◆ **SOURCE EXTRACT**:
******************************
Count or Countess is a historical title of nobility in certain European countries, varying in relative status, generally of middling rank in the hierarchy of nobility. Especially in earlier medieval periods the term often implied not only a certain status, but also that the count had specific responsibilities or offices. The etymologically related English term "county" denoted the territories associated with some countships, but not all.

The title of count is typically not used in England or English-speaking countries, with the equivalent title earl used instead. As a feminine form of earl never developed, the female equivalent countess is retained.

==Origin of the term==

The word count came into English from the French comte, itself from Latin comes—in its accusative form comitem. In Latin, which continued to be used throughout the Middle Ages, the word literally meant "companion" or "attendant", and as a title it indicated that someone was delegated to represent the ruler.

In the late Roman Empire, the Latin title comes denoted the high rank of various courtiers and provincial officials, either military or administrative. Before Anthemius became emperor in the West in 467, he was a military comes charged with strengthening defenses on the Danube frontier.

In the Western Roman Empire, "count" came to indicate generically a military commander but was not a specific rank. In the Eastern Roman Empire, from about the seventh century, "count" was a specific rank indicating the commander of two centuriae (i.e., 200 men).

The medieval title of comes was, as in the Roman empire, originally not hereditary. It was regarded as an administrative official dependent on the king, until the process of allodialisation during the 9th century in which such titles came to be private possessions of noble families. By virtue of their large estates, many counts could pass the title to their heirs—but not always. For instance, in Piast Poland, the position of komes was not hereditary, resembling the early Merovingian institution. The title had disappeared by the era of the Polish–Lithuanian Commonwealth, and the office had been replaced by others. Only after the Partitions of Poland did the title of "count" resurface in the title hrabia, derived from the German Graf.
******************************
◆ **THE DATA**:
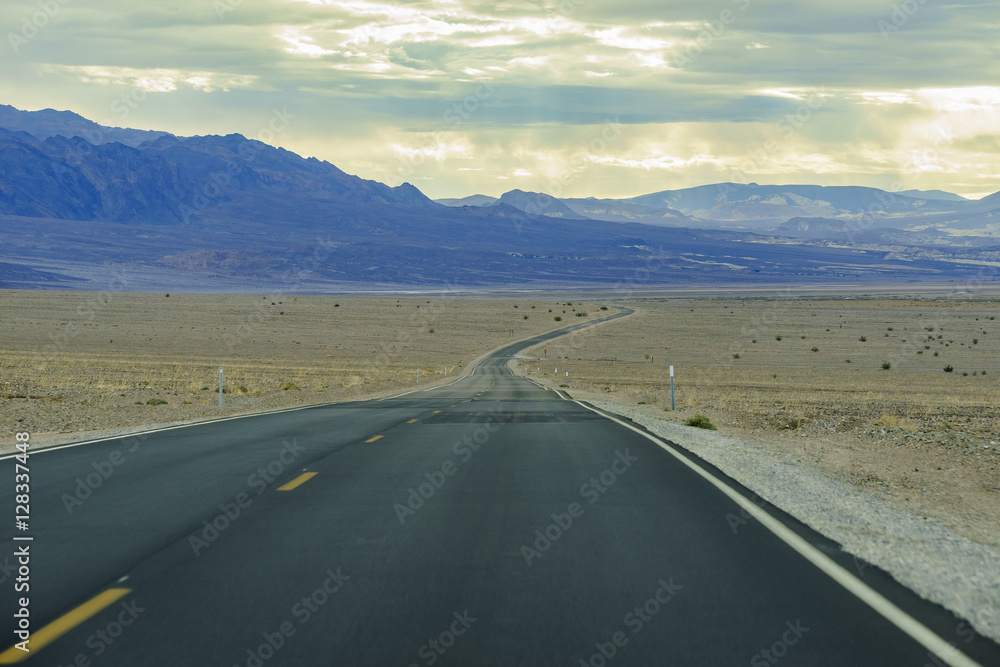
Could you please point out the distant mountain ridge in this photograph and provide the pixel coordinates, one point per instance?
(168, 179)
(49, 123)
(227, 212)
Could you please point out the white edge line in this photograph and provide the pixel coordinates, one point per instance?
(911, 626)
(134, 434)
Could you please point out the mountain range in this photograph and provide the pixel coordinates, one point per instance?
(80, 201)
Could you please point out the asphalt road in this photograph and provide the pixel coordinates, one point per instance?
(487, 522)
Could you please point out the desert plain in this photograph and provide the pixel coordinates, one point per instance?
(856, 388)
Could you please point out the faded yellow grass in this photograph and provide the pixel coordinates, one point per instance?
(91, 361)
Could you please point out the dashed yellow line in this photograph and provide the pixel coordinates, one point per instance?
(297, 482)
(57, 628)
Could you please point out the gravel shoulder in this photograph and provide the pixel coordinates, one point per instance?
(921, 553)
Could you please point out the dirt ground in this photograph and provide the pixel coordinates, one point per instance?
(913, 433)
(88, 362)
(77, 362)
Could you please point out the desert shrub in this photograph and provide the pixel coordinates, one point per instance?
(700, 421)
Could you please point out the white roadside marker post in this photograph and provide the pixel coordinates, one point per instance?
(671, 386)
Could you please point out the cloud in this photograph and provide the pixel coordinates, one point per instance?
(698, 91)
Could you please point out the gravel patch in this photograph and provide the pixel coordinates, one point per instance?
(922, 554)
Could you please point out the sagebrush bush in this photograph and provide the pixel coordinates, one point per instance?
(700, 421)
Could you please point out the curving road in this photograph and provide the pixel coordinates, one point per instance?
(487, 522)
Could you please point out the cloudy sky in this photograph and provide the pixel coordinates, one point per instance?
(572, 97)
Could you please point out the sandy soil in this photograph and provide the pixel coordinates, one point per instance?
(76, 364)
(922, 438)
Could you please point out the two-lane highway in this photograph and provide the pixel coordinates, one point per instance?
(487, 522)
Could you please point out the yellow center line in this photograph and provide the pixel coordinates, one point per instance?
(57, 628)
(298, 481)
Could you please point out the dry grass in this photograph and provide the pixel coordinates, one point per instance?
(923, 437)
(77, 361)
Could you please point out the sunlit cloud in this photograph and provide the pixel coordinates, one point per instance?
(156, 80)
(301, 44)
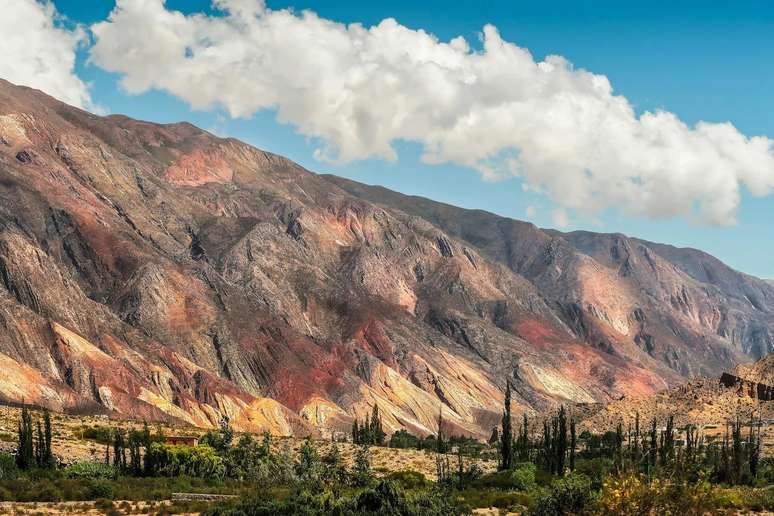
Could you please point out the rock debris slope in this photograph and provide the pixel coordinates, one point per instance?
(160, 272)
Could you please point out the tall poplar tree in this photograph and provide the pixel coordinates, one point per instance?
(506, 437)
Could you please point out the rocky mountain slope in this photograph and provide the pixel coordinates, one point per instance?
(159, 271)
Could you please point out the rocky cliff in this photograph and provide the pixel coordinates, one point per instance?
******************************
◆ **TASK TO COMPLETE**: Continue the passage on the title of count after its final sentence.

◆ **OUTPUT**:
In the Frankish kingdoms in the early Middle Ages, a count might also be a count palatine, whose authority derived directly over a royal household, a palace in its original sense of the seat of power and administration. This other kind of count had vague antecedents in Late Antiquity too: the father of Cassiodorus held positions of trust with Theodoric, as comes rerum privatarum, in charge of the imperial lands, then as comes sacrarum largitionum ("count of the sacred doles"), concerned with the finances of the realm.

===Land attached to title===

It is only after some time that the continental medieval title came to be strongly associated with the ownership of and jurisdiction over specific lands, which led to evolution of the term county to refer to specific regions. The English term county, used as an equivalent to the English term shire, is derived from the Old French conté or cunté which denoted the jurisdiction of a French count or viscount. The modern French is comté, and its equivalents in other languages are contea, contado, comtat, condado, Grafschaft, graafschap, etc. (cf. conte, comte, conde, Graf). The title of Count also continued to exist in cases which are not connected to any specific to a geographical "county".

In the United Kingdom, the equivalent "Earl" can also be used as a courtesy title for the eldest son of a duke or marquess. In the Italian states, by contrast, all the sons of certain counts were little counts (contini). In Sweden there is a distinction between counts (Swedish: greve) created before and after 1809. All children in comital families elevated before 1809 were called count/countess. In families elevated after 1809, only the head of the family was called count, the rest have a status similar to barons and were called by the equivalent of "Mr/Ms/Mrs", before the recognition of titles of nobility was abolished.

==Comital titles in different European languages==
The following lists are originally based on a Glossary on Heraldica.org by Alexander Krischnig. The male form is followed by the female, and when available, by the territorial circumscription.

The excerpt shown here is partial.